TASKS =>
(1) According to the kayak buying guide, what is the most significant advantage of a sit-inside kayak?
(2) Continue the kayak buying guide from the point where it stops.

TEXT EXCERPT =>

In the following article, we’ll guide you through the different types of kayaks so you know which one to choose. Each kayak has a specific design that is tailored to a certain activity and here we’ll decipher why a certain kayak is better suited for a certain activity.
Thus, whether you are just starting out or thinking of purchasing another kayak, this kayak buying guide will provide you with all the information you need.
The basic anatomy of a kayak
One of the best things about kayaking is the vast range of activities that open up for you—from the adrenaline rush of running whitewater rapids to the placid serenity of a day out fishing on a lake. Each kayak activity has its own specific design of kayak to go with it, from the short and wide play boat to the long sleek lines of the sea kayak.
So, when choosing a kayak it makes sense to focus on kayaks that are specifically designed for the activity you plan on using them for. However, some kayak activities such as kayak fishing and recreational kayaking still require you to choose between a sit-on-top kayak and sit-inside kayak. No matter which kayak you end up with, it will always fall within one of these two basic kayak designs.
Therefore, let’s address the most common question to ask yourself when choosing a kayak: “should I get a sit-on-top or a sit-inside kayak?”
Anatomy of sit-inside kayaks (SIS)
As the name implies, a sit-inside kayak is designed for paddlers to sit inside the kayak so that the legs are underneath the deck when kayaking. Depending on the kayak’s design, this style allows you to brace your knees off the inside walls of the hull to help with strong and more efficient paddle strokes.
The most significant advantage of a sit-inside kayak is protection from the elements. By using a spray skirt to cover the cockpit, water, and cold breezes are kept out of the hull. Thus, they are an ideal choice for paddling with comfort in cold weather.
The downside of sit-inside kayaks is that they don’t offer a lot of space for maneuvering in and out of the kayak. As a result, it is much more difficult to get back into your kayak once you capsize let alone get rid of the water that entered the kayak.
The following video will give you some tips and tricks for re-entering a sit-inside kayak in case you capsize.
Parts of the sit inside kayak
The hatch is a storage compartment in the body of the kayak that is usually covered with a waterproof lid. They are usually bulkheads, which are dividers that split the kayak up into different compartments in case your cockpit gets filled with water. All gear stored in the hatch should be put in a drybag since water can still penetrate into the body of the kayak.
The hull is the shape of the bottom of the kayak which influences how difficult it is for a paddler to keep moving in a straight line and the stability of the kayak. Depending on the design of the kayak hull, a kayak will have different advantages and disadvantages.
A flat bottom hull is an extremely flat and wide hull and is therefore very stable and maneuverable. This makes them ideal for beginners. The downside of this type of hull is that they are slower and have poor tracking (=moving in a straight line). Also, they will begin to feel less stable as the water gets rough.
A V hull is shaped like a “V” and is more suitable for intermediate to advanced kayakers. This design is much faster and will track extremely well compared to flat bottom and combination hull kayaks. It will be a bit less maneuverable and stable, but that is a compromise for excellent speed and tracking ability. These will feel less stable in flat water but have great secondary stability due to the ability to edge when they are in rough water.

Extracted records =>
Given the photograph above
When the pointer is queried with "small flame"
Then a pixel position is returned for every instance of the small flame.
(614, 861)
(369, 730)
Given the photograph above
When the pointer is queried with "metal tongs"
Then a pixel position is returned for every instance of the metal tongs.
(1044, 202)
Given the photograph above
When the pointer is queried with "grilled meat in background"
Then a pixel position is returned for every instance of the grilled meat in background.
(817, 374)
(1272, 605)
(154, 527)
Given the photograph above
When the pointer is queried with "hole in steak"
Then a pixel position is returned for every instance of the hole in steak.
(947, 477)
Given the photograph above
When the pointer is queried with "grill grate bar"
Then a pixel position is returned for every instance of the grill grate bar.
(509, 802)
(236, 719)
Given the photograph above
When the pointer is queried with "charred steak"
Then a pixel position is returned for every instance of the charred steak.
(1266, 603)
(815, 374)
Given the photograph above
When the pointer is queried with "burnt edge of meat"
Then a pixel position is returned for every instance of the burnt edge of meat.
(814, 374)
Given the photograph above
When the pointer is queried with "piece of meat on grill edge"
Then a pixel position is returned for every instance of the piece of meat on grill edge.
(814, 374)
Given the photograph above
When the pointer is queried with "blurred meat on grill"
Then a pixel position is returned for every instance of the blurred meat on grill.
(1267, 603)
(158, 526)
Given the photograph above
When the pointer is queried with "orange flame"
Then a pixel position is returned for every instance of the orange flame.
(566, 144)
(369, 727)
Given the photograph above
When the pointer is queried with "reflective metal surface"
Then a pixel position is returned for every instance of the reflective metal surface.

WRITTEN RESPONSES =>
(1) Its most significant advantage is protection from the elements.

(2)
A Shallow V/Combination Hull is a mixture of the flat bottom and the V-hull and is a great choice for beginners to intermediate. Kayaks with this hull design will be slightly less stable but a bit faster than your standard flat bottom kayak while offering better tracking.
The keel is the strip that runs along the bottom centerline of the boat. It is the part that is most susceptible to damage by dragging the kayak over concrete and rocky surfaces onto the water. Some kayaks come with a replaceable keel making it easier to replace a damaged one. A kayak with a defined keel will be faster and track better than a kayak without a large or defined keel.
The coaming, also referred to as the cockpit rim, is a rim of plastic or rubber attached to the edges of the cockpit. It’s used for attaching a spray skirt so that water is prevented from entering the inside of the kayak.
The following video will briefly explain how to wear and attach a spray skirt onto a kayak.
The cockpit is the opening of a sit-inside kayak where the paddler is seated. Generally, it is hard to capsize a sit-in kayak but also hard to get the water out of it once it occurs.
Here is a short video that focuses on how to sit inside a kayak the right way:
The rudder is a long, narrow fin-like blade that extends down into the water of the stern end of a kayak. It is used for steering a kayak and thereby reducing the need for making correcting strokes such as during windy weather. It is often operated side to side by foot pedals in the cockpit. Keep in mind that some sit-on-top kayaks also come with a rudder.
The skeg is a fin that is centered on the keel of a boat, either fully back at the stern or slightly forward of the stern. Like the rudder, the skeg is also used to aid in maneuvering a kayak to reduce fatigue and discomfort. Keep in mind that some sit-on-top kayaks also come with a skeg. If you are interested in knowing more about the rudder and/or skeg, look at the following article.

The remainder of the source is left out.